| Task to complete |
Update the material below by replacing each occurrence of "Point out" with "Mark" and leaving everything else unchanged. Reproduce the full material with that change, omitting the pictures.
....
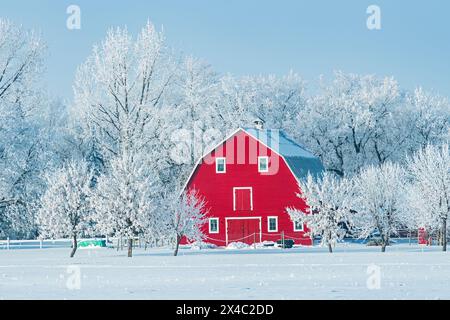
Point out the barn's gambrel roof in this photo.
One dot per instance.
(298, 158)
(300, 161)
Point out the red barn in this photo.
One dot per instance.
(247, 181)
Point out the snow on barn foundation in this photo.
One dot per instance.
(247, 181)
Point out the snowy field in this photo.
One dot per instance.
(406, 272)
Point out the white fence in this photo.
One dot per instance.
(118, 243)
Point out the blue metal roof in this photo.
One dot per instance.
(299, 159)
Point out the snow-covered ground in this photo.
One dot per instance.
(406, 272)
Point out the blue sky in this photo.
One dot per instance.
(258, 37)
....
| Output for this task |
Mark the barn's gambrel roof in this photo.
One dot per instance.
(298, 158)
(300, 161)
Mark the red barn in this photo.
One dot per instance.
(247, 181)
Mark the snow on barn foundation in this photo.
One dot per instance.
(247, 181)
Mark the snowy field in this photo.
One dot per instance.
(406, 272)
Mark the white fence in this photo.
One dot per instance.
(118, 243)
Mark the blue metal roof in this photo.
One dot per instance.
(299, 159)
Mark the snow-covered ground in this photo.
One dot per instance.
(406, 272)
Mark the blue sky in this photo.
One dot per instance.
(258, 37)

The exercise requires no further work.